- **GIVEN TASK**:
Repeat verbatim every line of the material, beginning at the line that holds "Where can you see the highlight" and ending at its last line.

(Location labeling records)
━━━━━━━━━━━━━━━━
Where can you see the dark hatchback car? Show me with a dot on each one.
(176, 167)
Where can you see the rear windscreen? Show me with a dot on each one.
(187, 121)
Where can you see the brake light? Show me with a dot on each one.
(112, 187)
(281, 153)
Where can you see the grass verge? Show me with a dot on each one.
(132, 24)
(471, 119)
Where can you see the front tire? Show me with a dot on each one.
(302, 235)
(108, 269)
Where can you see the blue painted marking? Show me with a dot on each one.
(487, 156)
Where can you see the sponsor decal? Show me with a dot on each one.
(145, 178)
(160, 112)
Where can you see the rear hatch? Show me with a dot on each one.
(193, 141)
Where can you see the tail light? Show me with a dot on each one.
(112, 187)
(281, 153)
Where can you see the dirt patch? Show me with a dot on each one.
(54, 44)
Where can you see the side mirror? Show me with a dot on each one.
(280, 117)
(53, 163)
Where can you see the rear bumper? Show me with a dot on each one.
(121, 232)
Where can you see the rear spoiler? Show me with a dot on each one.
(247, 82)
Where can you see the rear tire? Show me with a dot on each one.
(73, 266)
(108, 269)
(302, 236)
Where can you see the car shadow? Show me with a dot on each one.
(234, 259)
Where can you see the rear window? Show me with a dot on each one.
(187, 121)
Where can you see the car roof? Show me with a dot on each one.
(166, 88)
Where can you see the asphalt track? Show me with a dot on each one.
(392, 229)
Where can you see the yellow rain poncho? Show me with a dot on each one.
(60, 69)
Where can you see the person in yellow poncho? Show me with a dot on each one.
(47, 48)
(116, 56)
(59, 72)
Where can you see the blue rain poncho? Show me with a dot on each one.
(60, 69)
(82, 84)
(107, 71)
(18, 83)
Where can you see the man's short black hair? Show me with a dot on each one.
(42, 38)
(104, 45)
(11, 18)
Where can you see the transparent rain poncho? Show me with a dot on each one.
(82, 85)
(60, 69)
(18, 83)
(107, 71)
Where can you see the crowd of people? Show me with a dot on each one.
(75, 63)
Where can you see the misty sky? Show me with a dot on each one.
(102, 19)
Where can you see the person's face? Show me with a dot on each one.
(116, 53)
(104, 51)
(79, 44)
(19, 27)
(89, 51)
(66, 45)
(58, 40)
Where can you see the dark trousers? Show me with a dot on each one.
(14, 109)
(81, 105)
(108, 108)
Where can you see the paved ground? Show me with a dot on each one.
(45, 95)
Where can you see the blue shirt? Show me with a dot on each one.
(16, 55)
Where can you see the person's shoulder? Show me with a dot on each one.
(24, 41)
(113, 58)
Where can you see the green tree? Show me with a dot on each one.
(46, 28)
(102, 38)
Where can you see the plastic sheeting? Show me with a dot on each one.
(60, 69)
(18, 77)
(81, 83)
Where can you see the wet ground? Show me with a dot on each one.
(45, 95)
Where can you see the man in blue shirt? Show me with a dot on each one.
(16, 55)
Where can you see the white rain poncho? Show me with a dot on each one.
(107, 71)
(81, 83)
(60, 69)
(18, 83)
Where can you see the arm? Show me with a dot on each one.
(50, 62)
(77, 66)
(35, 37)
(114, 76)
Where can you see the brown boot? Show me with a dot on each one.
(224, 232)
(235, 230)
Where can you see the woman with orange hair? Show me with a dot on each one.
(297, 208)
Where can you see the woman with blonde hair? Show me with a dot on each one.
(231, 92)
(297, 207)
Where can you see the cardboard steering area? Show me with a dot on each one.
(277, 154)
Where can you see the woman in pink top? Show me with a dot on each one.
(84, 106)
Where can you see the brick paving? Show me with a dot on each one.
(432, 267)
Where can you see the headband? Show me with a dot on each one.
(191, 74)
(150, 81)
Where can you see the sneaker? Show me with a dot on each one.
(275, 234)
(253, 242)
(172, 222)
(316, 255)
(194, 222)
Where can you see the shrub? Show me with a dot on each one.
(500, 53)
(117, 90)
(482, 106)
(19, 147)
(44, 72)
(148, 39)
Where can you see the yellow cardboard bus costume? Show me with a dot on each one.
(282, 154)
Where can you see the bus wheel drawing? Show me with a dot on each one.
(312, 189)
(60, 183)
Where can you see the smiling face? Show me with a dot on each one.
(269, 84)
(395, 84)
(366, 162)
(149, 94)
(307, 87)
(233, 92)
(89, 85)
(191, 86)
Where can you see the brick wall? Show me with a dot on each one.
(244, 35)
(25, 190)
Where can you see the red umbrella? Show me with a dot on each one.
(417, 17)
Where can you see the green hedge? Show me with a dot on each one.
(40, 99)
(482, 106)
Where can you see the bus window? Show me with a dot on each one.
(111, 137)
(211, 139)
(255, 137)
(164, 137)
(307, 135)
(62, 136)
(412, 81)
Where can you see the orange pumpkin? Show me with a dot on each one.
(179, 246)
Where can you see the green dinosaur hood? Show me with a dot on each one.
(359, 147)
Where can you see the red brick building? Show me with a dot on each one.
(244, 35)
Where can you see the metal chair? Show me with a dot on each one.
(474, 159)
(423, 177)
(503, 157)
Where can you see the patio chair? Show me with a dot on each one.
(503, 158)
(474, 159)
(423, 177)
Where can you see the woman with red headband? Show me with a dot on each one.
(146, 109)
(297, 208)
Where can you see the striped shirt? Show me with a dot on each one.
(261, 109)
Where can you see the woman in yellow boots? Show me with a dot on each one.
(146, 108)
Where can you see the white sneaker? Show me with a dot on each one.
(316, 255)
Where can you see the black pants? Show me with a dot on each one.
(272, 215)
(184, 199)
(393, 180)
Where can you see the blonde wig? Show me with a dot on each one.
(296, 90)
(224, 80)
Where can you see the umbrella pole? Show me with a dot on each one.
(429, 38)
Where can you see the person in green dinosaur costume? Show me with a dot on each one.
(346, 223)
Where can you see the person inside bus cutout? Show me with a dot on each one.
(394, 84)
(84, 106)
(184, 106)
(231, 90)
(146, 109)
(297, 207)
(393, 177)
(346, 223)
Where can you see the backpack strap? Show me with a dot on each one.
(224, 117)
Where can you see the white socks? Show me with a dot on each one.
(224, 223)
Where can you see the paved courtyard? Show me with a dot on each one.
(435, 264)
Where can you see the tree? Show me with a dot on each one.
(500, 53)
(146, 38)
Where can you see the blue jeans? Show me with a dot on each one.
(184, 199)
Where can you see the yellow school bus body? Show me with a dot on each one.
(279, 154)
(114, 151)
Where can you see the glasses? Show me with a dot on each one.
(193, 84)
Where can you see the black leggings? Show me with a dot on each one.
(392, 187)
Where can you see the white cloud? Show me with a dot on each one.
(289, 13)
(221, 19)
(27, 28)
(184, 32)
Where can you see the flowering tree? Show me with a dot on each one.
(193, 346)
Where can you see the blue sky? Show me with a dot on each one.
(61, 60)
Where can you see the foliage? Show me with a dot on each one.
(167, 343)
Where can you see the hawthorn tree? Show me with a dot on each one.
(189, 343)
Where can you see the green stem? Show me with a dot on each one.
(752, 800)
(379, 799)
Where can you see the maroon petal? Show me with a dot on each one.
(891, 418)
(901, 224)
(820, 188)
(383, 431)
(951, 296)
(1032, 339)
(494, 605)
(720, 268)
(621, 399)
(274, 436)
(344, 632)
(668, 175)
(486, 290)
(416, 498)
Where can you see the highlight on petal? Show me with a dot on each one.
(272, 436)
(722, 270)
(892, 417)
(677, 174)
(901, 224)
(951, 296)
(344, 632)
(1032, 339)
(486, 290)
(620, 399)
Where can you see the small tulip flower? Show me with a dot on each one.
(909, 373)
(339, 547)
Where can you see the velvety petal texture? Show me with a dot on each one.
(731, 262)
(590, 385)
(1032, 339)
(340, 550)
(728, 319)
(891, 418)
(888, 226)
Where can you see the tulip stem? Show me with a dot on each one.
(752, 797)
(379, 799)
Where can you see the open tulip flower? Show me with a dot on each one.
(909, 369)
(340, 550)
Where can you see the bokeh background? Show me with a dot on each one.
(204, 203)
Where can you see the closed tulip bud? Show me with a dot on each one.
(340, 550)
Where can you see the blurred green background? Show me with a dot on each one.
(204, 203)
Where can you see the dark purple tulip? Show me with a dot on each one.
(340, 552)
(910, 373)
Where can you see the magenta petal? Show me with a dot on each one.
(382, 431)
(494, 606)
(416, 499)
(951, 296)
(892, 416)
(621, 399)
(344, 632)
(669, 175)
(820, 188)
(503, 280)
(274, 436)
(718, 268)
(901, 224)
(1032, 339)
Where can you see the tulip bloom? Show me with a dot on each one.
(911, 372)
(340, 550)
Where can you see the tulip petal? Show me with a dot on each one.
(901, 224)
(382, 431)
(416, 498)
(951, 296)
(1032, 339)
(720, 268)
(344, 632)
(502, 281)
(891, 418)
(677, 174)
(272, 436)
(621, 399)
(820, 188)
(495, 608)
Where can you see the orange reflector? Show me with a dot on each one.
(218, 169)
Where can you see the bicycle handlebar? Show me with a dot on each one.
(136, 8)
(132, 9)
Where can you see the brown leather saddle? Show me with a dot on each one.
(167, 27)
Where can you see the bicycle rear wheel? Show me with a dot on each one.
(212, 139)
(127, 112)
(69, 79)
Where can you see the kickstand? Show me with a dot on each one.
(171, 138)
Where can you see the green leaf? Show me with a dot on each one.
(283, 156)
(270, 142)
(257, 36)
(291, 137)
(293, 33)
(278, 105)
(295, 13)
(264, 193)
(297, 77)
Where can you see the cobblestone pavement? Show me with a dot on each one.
━━━━━━━━━━━━━━━━
- **WORKED SOLUTION**:
Where can you see the highlight on petal? Show me with a dot on each one.
(272, 436)
(722, 270)
(892, 417)
(677, 174)
(901, 224)
(951, 296)
(344, 632)
(1032, 339)
(486, 290)
(620, 399)
Where can you see the small tulip flower? Show me with a dot on each one.
(909, 373)
(339, 547)
Where can you see the velvety petal texture? Show me with a dot on each one.
(731, 262)
(590, 385)
(1032, 339)
(340, 550)
(728, 319)
(891, 418)
(888, 226)
Where can you see the tulip stem? Show me with a dot on each one.
(752, 797)
(379, 799)
Where can you see the open tulip flower? Show me with a dot on each one.
(909, 369)
(340, 550)
Where can you see the bokeh background? Show me with a dot on each one.
(204, 203)
Where can you see the closed tulip bud? Show me with a dot on each one.
(340, 550)
Where can you see the blurred green background? Show me with a dot on each one.
(204, 203)
Where can you see the dark purple tulip? Show me with a dot on each one.
(340, 552)
(910, 373)
Where can you see the magenta petal? Show me with a dot on each one.
(382, 431)
(494, 606)
(416, 499)
(951, 296)
(892, 416)
(621, 399)
(344, 632)
(669, 175)
(820, 188)
(503, 280)
(274, 436)
(718, 268)
(901, 224)
(1032, 339)
Where can you see the tulip bloom? Show me with a dot on each one.
(911, 372)
(340, 550)
Where can you see the tulip petal? Show me with a dot on each one.
(901, 224)
(382, 431)
(416, 498)
(951, 296)
(1032, 339)
(720, 268)
(344, 632)
(502, 281)
(891, 418)
(677, 174)
(272, 436)
(621, 399)
(820, 188)
(495, 608)
Where can you see the orange reflector? Show me with a dot on each one.
(218, 169)
Where can you see the bicycle handlebar? Show me with a dot on each one.
(136, 8)
(132, 9)
Where can you see the brown leather saddle? Show me with a dot on each one.
(167, 27)
Where can you see the bicycle rear wheel? Show me with a dot on each one.
(212, 139)
(127, 112)
(69, 79)
Where can you see the kickstand? Show me with a dot on each one.
(171, 138)
Where can you see the green leaf? Show me with a dot on each one.
(283, 156)
(270, 142)
(257, 36)
(291, 137)
(293, 33)
(278, 105)
(295, 13)
(264, 193)
(297, 77)
Where can you see the cobblestone pavement? Show me with a dot on each one.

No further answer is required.